§ List of tasks
**1.** Answer these from the bug report, one line each:
(a) Which version does the bug report give?
(b) Besides nova-api.log, which log file shows 404 responses?
(c) How many compute nodes are listed in the reproduction script?
**2.** Condense the paragraph of the bug report that begins "After some debuging" into a short list that keeps its main facts.
**3.** Reproduce everything in the bug report from "william (wfelipew) wrote" down to "by deleted instances.", word for word.

Comment 0 for bug 1836253

william (wfelipew) wrote :

Sometimes on instance initialization, the metadata step fails.

On metadata-agent.log there are lots of 404:
"GET /2009-04-04/meta-data/instance-id HTTP/1.1" status: 404 len: 297 time: 0.0771070

On nova-api.log we get 404 too:
"GET /2009-04-04/meta-data/instance-id HTTP/1.1" status: 404

After some debuging we get that problem occurs when new instances is getting same IP used by deleted instances.
The problem is related to cache implementation on method "_get_instance_and_tenant_id()" on "/neutron/agent/metadata/agent.py" that returns an port from deleted instance (with the same IP) which returns wrong InstanceID that will be sent to nova-api which will fail because this instanceId not exists.
This problem only occurs with cache enabled on neuton metadata-agent.

Version: Queens

How to reproduce:
---
#!/bin/bash

computenodelist=(
  'computenode00.test.openstack.net'
  'computenode01.test.openstack.net'
  'computenode02.test.openstack.net'
  'computenode03.test.openstack.net'
)

validate_metadata(){
cat << EOF > /tmp/metadata
#!/bin/sh -x
if curl 192.168.10.2
then
 echo "ControllerNode00 - OK"
else
 echo "ControllerNode00 - ERROR"
fi
EOF

  #SUBNAME=$(date +%s)
  openstack server delete "${node}" 2>/dev/null
  source /root/admin-openrc
  openstack server create --image cirros --nic net-id=internal --flavor Cirros --security-group default --user-data /tmp/metadata --availability-zone nova:${node} --wait "${node}" &> /dev/null

  i=0
  until [ $i -gt 3 ] || openstack console log show "${node}" | grep -q "ControllerNode00"
  do
    i=$((i+1))
    sleep 1
  done
  openstack console log show "${node}" | grep -q "ControllerNode00 - OK"
  if [ $? == 0 ]; then
        echo "Metadata Servers OK: ${node}"
  else
        echo "Metadata Servers ERROR: ${node}"
  fi

  rm /tmp/metadata
}

for node in ${computenodelist[@]}
do
  export node
  validate_metadata
done
echo -e "\n"
---

§ Supplied entries

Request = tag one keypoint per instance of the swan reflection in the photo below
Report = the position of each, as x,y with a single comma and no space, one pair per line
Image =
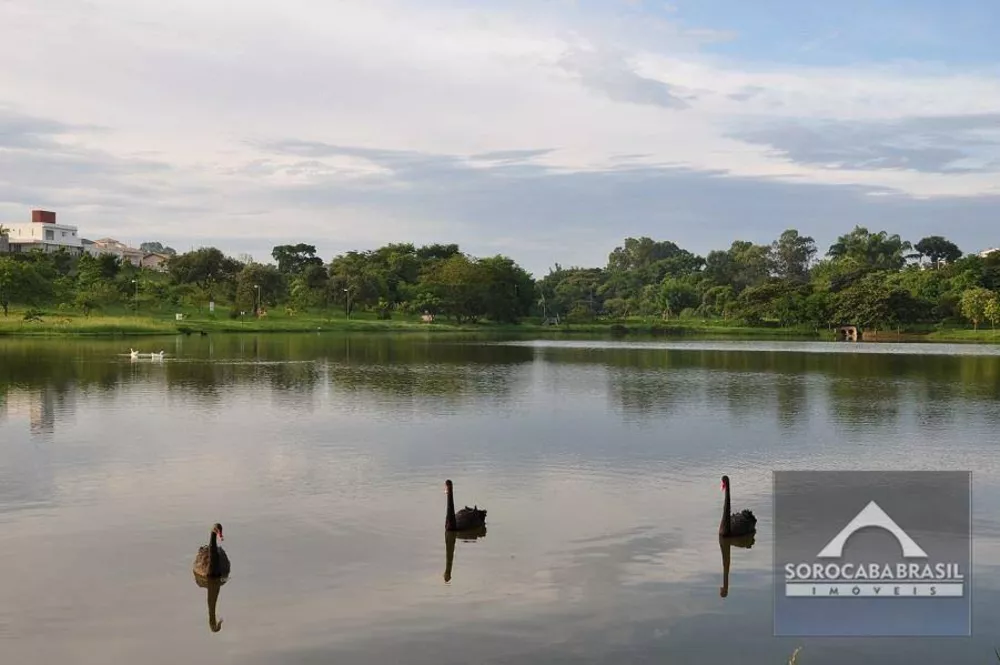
213,585
450,537
726,545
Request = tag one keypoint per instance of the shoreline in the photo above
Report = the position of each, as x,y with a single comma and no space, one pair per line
57,325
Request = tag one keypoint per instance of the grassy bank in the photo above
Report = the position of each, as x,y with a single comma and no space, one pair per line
56,323
60,323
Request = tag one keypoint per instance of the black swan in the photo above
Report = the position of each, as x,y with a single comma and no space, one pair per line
213,586
726,545
466,519
211,561
450,537
735,524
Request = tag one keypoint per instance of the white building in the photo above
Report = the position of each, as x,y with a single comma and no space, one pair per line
155,261
43,233
112,246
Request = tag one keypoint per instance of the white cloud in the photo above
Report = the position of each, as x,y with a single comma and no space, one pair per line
202,90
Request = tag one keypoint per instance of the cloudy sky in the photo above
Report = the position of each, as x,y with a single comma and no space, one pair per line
547,130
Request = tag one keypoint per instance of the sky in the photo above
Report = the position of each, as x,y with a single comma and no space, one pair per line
546,130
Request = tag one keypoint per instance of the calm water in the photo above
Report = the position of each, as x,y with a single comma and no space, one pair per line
324,458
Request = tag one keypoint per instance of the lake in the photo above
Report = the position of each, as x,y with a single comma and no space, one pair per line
324,457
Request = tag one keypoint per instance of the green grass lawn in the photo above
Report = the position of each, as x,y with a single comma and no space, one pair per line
56,321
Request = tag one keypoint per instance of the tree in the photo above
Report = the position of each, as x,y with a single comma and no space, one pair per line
271,285
294,259
870,251
157,248
992,311
938,249
974,304
676,295
637,253
460,286
791,255
510,291
867,302
207,267
744,264
356,281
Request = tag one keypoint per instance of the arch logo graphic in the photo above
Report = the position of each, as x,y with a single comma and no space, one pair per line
872,553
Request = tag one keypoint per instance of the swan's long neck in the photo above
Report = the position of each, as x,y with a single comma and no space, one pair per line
213,555
727,523
450,521
449,555
726,552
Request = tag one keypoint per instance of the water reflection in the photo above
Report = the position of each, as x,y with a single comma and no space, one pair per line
469,536
213,587
601,463
725,546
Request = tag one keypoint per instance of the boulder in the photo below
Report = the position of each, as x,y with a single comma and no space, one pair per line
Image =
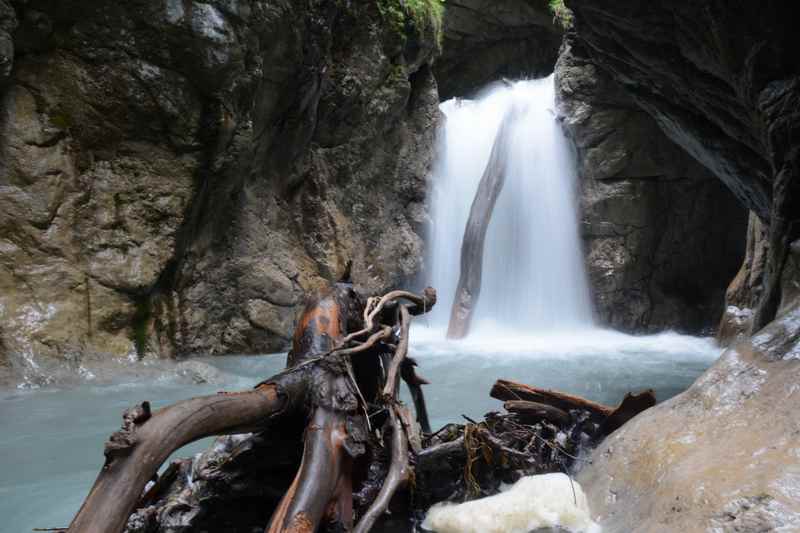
176,176
662,235
721,456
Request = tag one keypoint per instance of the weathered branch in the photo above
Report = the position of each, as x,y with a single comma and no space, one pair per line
554,405
398,474
480,214
323,482
535,411
390,388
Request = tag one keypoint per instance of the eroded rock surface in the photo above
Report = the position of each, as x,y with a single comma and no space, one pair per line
663,235
485,40
724,84
722,456
175,176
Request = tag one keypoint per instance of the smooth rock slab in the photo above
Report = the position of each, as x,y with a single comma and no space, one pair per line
723,456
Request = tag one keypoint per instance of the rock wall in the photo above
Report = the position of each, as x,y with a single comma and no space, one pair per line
663,235
723,82
485,40
176,175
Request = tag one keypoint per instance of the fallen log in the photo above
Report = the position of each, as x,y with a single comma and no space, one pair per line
339,337
469,281
533,411
504,389
552,404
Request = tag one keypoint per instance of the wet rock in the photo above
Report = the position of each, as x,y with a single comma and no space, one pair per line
662,234
176,176
721,456
199,372
485,40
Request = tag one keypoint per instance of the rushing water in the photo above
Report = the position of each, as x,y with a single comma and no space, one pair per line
533,275
533,323
52,438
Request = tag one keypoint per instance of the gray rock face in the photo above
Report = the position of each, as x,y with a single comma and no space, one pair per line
721,456
663,236
176,176
485,40
724,84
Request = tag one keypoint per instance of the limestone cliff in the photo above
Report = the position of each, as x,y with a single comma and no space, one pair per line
175,175
663,235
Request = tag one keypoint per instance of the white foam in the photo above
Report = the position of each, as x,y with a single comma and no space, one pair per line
491,339
532,502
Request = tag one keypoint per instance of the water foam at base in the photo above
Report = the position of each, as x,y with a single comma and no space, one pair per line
533,502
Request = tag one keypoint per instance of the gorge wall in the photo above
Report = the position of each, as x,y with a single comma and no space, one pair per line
722,81
175,176
663,235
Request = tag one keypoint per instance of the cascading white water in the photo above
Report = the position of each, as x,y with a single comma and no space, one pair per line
533,272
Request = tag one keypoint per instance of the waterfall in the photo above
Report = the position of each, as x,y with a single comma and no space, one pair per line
533,271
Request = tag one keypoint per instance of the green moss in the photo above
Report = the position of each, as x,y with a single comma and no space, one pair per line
60,120
562,15
425,15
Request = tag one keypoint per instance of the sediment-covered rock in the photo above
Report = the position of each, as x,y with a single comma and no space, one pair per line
663,235
485,40
721,456
176,175
723,83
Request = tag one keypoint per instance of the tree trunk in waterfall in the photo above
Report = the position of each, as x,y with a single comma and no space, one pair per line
480,214
552,405
784,228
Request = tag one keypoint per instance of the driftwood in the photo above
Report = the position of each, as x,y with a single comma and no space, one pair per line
339,337
524,399
362,450
469,281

§ Task-by-task answers
**1.**
(a) Queens
(b) metadata-agent.log
(c) Four

**2.**
- The problem occurs when a new instance gets the same IP as a deleted instance.
- The cause is the cache implementation in the method "_get_instance_and_tenant_id()" in "/neutron/agent/metadata/agent.py".
- That cache returns the port of the deleted instance with the same IP, so the wrong instance ID is sent to nova-api.
- The request then fails because that instance ID does not exist.
- The problem occurs only when cache is enabled on the metadata agent.

**3.**
william (wfelipew) wrote :

Sometimes on instance initialization, the metadata step fails.

On metadata-agent.log there are lots of 404:
"GET /2009-04-04/meta-data/instance-id HTTP/1.1" status: 404 len: 297 time: 0.0771070

On nova-api.log we get 404 too:
"GET /2009-04-04/meta-data/instance-id HTTP/1.1" status: 404

After some debuging we get that problem occurs when new instances is getting same IP used by deleted instances.